■ Brief
The lines from the start of the records below through the line containing "Detect ocean in this picture." are to be copied exactly, both ends included, with nothing added.

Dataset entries
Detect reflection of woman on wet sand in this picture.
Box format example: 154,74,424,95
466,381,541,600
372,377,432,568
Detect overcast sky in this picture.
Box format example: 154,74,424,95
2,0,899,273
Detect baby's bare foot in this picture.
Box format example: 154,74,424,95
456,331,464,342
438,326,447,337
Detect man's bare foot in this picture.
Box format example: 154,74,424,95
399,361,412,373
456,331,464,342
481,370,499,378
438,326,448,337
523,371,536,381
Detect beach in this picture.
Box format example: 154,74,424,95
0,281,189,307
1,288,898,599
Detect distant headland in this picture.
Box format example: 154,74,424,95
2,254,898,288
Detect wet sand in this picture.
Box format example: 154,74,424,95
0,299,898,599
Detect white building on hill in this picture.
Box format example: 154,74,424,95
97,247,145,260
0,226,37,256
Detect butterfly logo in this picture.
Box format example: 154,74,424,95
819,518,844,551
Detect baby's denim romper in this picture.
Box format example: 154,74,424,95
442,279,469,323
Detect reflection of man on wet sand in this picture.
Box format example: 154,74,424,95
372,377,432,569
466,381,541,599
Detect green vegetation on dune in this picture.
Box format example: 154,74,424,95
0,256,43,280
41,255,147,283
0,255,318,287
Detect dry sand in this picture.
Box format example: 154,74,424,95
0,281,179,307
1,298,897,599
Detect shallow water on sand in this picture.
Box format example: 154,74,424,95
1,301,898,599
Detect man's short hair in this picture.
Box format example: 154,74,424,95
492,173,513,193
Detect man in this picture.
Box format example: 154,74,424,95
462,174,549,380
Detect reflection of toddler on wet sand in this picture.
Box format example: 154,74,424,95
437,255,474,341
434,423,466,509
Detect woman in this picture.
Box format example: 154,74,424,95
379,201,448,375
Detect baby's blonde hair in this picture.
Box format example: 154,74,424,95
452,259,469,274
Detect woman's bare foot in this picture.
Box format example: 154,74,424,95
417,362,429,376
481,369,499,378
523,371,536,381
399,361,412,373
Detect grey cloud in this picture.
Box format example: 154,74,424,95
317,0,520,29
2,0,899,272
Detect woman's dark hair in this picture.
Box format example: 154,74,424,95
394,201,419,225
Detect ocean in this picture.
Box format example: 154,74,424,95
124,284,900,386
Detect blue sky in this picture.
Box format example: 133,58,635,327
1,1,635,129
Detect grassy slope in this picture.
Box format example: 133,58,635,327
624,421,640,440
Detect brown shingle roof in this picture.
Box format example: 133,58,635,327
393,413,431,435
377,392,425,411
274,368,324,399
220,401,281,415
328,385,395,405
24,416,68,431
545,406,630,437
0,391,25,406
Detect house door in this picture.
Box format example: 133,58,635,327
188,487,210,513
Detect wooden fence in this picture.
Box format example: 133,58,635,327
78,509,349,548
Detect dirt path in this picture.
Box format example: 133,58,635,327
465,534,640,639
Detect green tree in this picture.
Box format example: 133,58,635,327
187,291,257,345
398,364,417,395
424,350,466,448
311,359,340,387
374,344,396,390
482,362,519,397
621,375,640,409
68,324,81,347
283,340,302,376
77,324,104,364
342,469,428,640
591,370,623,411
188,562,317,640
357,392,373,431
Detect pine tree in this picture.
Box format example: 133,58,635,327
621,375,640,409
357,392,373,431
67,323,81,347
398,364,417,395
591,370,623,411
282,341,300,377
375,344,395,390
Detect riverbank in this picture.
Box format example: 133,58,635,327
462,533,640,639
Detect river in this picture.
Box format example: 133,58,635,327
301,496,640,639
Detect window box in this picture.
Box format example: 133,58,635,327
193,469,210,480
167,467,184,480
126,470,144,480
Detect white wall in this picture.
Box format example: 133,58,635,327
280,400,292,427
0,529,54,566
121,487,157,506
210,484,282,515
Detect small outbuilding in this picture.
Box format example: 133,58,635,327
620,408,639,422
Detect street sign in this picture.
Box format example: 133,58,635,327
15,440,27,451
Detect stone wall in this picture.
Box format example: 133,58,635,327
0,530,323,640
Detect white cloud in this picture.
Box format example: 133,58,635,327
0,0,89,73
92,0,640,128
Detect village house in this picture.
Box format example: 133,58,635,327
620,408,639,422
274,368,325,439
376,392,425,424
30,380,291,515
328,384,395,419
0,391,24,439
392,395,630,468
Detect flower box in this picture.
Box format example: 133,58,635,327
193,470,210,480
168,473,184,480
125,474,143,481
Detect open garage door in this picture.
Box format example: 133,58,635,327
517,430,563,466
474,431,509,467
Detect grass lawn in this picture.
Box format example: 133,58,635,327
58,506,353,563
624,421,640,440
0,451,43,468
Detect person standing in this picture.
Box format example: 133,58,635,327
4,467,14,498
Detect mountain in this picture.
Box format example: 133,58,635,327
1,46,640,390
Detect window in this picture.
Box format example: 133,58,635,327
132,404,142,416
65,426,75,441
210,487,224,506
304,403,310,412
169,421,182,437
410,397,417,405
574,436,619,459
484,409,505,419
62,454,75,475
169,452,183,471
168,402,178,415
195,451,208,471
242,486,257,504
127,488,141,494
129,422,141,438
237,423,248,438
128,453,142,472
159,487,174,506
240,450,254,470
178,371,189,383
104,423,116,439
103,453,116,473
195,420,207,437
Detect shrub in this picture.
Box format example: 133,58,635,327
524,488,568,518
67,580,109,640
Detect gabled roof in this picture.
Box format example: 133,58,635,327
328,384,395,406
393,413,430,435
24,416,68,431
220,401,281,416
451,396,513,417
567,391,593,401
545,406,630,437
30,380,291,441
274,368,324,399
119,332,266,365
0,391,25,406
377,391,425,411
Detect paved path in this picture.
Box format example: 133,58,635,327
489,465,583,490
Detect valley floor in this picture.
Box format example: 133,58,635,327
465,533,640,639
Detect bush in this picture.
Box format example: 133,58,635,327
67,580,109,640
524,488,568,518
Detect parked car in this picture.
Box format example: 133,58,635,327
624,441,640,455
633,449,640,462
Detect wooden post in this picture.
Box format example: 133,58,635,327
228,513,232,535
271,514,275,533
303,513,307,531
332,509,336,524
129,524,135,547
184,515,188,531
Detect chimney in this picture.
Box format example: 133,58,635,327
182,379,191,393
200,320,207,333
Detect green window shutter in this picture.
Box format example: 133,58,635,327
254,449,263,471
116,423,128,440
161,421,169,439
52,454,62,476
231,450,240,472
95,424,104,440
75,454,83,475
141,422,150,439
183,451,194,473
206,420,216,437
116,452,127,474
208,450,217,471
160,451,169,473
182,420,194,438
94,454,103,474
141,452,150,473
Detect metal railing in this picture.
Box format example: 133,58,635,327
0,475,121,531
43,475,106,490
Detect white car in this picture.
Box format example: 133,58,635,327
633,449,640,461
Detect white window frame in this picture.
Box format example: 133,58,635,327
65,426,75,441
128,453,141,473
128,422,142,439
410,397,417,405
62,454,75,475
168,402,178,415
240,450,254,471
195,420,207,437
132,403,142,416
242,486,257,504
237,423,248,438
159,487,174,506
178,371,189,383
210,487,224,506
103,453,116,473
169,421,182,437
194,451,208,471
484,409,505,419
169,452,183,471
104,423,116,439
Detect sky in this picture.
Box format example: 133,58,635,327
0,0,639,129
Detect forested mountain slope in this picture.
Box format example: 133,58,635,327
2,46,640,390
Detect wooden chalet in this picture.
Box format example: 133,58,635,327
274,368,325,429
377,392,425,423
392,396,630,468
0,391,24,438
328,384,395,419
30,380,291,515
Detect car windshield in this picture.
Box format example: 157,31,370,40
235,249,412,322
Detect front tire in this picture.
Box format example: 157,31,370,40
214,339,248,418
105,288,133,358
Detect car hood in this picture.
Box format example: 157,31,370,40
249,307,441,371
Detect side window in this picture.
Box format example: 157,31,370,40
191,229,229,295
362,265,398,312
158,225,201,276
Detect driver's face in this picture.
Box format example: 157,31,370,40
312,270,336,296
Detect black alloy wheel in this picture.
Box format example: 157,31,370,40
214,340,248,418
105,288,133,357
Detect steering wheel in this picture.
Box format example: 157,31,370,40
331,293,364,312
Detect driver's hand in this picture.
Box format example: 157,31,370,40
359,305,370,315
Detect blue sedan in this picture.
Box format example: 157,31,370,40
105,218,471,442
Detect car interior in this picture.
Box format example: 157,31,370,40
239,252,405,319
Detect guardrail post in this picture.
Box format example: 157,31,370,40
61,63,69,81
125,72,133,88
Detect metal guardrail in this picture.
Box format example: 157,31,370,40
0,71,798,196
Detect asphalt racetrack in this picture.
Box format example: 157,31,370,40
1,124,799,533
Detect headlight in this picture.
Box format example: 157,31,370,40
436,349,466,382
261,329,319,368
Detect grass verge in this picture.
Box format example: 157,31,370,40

■ Exercise solution
Detect reflection of woman on wet sand in this picture.
Box format example: 154,74,424,95
466,381,541,600
372,377,432,568
Detect overcast sky in this picture.
Box format example: 154,74,424,95
2,0,899,273
Detect baby's bare foot in this picture.
Box format example: 154,74,424,95
456,331,464,342
438,326,447,337
Detect man's bare foot in this picture.
Box format example: 154,74,424,95
399,361,412,373
456,331,464,342
481,370,499,378
438,326,448,337
523,371,536,381
Detect beach in this picture.
Box format example: 154,74,424,95
0,281,189,307
1,288,898,599
Detect distant headland in this picture.
Box format example: 154,74,424,95
2,254,898,288
Detect wet sand in this picture.
Box format example: 154,74,424,95
0,299,898,599
Detect white building on hill in this picture.
Box format example: 154,74,424,95
97,247,145,260
0,226,37,256
Detect butterfly logo in this picture.
Box format example: 154,74,424,95
819,518,844,551
Detect baby's denim romper in this picture.
Box format example: 154,74,424,95
442,279,469,323
Detect reflection of man on wet sand in this picture.
Box format example: 154,74,424,95
372,377,432,569
466,381,541,599
Detect green vegetation on dune in this picture.
Box format example: 154,74,424,95
0,256,43,280
41,255,147,283
0,255,318,287
Detect dry sand in this picture.
Box format example: 154,74,424,95
0,281,179,307
1,298,897,599
Detect shallow water on sand in this picture.
Box format example: 154,74,424,95
1,301,898,599
Detect man's short hair in this picture.
Box format example: 154,74,424,95
492,173,513,193
Detect man in this picture.
Box format example: 154,74,424,95
462,174,549,380
Detect reflection of toddler on wet sand in this picture.
Box format example: 154,74,424,95
437,255,474,341
434,423,466,509
Detect woman in this picture.
Box format example: 154,74,424,95
379,201,448,375
Detect baby's blonde hair in this picture.
Box format example: 154,74,424,95
452,259,469,274
Detect woman's bare foot in this picture.
Box format example: 154,74,424,95
417,362,429,376
481,369,499,378
523,371,536,381
399,361,412,373
Detect grey cloud in this picture.
Box format example: 154,74,424,95
317,0,520,29
2,0,899,272
Detect woman's dark hair in this picture.
Box format example: 154,74,424,95
394,201,419,225
Detect ocean in this picture.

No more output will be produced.